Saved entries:
Segment Open
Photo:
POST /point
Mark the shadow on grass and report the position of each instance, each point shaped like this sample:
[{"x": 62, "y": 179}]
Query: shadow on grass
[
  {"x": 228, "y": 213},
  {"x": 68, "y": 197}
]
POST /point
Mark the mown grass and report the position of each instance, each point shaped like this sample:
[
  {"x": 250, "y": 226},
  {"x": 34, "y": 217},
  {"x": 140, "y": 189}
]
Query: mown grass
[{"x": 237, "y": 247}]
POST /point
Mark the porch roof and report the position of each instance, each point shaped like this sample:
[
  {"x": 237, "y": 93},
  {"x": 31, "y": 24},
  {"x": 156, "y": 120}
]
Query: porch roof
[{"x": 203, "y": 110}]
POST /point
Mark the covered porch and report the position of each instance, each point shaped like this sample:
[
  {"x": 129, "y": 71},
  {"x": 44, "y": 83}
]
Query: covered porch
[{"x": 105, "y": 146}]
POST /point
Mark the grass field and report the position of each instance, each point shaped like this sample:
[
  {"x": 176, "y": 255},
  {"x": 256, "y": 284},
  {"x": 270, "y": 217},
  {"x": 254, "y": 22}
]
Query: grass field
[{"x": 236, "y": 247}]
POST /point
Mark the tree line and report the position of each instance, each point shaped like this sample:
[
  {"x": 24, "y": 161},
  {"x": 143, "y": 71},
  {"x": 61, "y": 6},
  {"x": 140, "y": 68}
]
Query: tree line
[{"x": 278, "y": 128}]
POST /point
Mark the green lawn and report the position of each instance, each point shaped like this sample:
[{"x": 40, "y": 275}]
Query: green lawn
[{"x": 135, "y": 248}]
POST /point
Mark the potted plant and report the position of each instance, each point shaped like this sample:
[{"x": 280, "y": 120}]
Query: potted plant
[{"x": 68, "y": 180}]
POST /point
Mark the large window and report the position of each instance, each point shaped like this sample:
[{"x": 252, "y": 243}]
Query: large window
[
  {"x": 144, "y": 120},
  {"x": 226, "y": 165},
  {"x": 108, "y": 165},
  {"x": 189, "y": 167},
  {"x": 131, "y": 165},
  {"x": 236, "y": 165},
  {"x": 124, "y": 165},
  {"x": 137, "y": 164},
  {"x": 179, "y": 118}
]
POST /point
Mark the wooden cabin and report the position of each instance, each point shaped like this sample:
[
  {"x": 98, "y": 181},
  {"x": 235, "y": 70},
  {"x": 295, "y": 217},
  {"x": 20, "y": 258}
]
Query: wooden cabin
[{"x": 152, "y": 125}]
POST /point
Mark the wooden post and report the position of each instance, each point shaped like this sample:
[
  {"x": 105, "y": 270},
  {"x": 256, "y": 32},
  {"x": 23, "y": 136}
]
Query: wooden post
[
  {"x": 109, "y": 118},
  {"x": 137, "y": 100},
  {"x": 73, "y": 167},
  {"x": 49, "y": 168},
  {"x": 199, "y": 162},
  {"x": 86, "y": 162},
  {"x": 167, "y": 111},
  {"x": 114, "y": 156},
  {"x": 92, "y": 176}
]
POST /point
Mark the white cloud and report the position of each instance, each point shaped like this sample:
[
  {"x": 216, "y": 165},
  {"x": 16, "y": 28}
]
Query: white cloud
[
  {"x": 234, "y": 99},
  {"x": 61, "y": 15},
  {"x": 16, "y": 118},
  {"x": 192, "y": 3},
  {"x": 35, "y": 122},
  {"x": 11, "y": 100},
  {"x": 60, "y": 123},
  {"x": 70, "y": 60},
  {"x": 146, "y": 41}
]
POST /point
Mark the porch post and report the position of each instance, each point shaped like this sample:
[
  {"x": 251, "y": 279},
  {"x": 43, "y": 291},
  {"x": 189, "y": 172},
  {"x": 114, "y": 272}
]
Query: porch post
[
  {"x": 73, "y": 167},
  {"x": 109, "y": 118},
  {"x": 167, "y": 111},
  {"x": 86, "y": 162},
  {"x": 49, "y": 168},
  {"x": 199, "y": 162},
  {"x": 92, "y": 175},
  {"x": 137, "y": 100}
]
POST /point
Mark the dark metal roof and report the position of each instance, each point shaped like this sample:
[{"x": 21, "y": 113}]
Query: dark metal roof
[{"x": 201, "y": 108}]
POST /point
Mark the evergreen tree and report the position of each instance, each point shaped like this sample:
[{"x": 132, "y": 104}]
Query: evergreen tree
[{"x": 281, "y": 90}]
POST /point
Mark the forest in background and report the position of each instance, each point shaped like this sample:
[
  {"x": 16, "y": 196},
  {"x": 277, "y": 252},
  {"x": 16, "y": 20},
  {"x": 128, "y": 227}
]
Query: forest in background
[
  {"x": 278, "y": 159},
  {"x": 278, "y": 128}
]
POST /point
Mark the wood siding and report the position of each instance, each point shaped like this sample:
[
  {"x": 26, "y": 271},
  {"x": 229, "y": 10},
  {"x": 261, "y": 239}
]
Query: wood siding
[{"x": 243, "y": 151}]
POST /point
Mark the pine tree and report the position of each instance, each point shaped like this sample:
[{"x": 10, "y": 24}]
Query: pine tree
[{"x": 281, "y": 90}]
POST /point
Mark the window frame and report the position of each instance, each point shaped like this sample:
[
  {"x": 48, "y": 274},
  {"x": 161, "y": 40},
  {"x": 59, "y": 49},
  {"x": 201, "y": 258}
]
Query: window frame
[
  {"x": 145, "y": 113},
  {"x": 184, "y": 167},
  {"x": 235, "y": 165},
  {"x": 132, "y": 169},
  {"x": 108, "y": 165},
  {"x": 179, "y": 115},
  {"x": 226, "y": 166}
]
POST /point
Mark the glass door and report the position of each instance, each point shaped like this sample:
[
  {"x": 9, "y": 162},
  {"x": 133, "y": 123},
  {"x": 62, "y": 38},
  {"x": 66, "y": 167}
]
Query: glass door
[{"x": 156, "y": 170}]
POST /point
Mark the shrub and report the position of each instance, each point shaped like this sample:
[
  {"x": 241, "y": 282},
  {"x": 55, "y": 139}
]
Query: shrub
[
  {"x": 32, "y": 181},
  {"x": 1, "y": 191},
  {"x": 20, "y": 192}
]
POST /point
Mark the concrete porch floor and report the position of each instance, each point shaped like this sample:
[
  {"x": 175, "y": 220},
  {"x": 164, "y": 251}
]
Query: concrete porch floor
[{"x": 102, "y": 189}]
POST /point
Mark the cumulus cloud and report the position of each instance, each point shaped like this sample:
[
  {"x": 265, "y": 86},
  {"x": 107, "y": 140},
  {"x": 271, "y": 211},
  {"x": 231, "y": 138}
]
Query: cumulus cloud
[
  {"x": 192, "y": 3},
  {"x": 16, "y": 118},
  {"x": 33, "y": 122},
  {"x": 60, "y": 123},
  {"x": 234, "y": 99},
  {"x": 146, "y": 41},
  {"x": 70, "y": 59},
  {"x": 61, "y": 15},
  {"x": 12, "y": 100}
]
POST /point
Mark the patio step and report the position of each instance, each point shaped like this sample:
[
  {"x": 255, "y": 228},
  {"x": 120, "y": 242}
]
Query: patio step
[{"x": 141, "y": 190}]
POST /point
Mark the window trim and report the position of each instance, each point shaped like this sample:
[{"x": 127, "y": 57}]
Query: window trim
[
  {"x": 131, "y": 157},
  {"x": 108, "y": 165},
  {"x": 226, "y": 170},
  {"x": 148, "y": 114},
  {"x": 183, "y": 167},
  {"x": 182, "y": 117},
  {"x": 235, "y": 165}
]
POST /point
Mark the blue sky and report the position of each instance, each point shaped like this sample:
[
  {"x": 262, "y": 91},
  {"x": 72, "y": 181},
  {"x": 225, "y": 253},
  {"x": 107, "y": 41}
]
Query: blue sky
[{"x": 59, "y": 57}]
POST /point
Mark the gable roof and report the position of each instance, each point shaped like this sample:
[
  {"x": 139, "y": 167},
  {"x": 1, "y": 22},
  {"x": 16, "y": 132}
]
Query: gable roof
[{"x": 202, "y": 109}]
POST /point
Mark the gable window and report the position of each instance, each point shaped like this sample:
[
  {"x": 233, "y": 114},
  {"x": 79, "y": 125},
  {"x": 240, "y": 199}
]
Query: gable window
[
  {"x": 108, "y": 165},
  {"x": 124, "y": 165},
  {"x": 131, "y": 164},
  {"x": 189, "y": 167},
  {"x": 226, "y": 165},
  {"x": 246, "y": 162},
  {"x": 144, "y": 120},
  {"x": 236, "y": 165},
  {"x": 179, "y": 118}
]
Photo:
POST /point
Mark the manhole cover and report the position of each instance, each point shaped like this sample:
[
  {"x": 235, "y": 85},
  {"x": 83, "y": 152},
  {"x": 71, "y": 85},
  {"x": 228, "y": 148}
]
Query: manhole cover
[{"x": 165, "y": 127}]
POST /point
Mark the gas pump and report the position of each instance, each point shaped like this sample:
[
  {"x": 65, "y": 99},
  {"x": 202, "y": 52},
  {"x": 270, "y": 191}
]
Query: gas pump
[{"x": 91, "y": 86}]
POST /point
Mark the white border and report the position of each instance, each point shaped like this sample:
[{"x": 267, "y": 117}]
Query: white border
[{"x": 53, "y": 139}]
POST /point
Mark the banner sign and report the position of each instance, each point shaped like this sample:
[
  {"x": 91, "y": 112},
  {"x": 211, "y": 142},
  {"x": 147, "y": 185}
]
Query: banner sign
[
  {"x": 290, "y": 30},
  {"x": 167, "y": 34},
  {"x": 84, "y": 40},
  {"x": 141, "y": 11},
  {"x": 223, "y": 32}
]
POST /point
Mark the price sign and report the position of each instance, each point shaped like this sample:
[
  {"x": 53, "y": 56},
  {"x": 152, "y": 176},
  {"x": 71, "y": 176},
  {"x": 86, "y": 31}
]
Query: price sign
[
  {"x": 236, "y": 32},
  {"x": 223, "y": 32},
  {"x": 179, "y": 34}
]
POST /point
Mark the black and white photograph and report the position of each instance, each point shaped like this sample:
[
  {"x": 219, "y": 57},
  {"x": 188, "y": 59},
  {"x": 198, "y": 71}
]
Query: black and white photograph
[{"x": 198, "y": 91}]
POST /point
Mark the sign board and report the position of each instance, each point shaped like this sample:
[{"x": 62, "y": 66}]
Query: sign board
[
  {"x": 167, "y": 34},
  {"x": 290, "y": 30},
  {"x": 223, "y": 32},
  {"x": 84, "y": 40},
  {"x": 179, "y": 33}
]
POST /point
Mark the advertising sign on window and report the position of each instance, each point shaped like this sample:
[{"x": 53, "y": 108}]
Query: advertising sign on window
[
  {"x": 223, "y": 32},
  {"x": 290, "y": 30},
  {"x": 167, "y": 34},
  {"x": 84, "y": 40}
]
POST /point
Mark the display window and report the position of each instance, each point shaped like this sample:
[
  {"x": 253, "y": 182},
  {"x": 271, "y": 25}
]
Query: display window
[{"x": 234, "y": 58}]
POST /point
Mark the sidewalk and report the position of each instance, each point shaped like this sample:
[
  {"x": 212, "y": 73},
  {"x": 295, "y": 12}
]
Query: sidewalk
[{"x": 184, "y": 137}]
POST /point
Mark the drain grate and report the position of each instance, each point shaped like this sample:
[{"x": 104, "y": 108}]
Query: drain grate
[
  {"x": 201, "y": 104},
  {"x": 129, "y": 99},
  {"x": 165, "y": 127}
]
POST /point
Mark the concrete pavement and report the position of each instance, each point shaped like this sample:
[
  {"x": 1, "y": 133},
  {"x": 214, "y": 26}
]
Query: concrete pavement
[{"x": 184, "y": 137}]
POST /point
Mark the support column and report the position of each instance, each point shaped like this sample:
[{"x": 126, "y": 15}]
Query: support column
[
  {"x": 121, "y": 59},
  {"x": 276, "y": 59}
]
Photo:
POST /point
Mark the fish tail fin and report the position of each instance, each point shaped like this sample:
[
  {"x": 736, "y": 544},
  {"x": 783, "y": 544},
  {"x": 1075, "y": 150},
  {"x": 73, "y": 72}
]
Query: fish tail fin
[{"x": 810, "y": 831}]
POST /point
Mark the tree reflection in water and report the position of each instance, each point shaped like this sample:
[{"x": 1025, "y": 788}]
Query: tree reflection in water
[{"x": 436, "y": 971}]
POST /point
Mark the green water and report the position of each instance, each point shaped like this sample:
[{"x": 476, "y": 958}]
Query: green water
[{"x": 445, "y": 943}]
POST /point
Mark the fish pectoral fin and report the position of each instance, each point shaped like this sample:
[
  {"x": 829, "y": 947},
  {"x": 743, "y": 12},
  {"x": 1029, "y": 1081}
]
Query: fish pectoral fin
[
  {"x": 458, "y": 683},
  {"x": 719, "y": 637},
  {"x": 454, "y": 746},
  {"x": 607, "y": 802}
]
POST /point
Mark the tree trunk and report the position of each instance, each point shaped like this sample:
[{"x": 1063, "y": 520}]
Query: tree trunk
Segment Closed
▸ **PROBLEM STATEMENT**
Show all lines in the entries above where the word "trunk" appears.

▸ **TASK OUTPUT**
Mark the tree trunk and report the position of each instance, each point shaped like this sample:
Query: tree trunk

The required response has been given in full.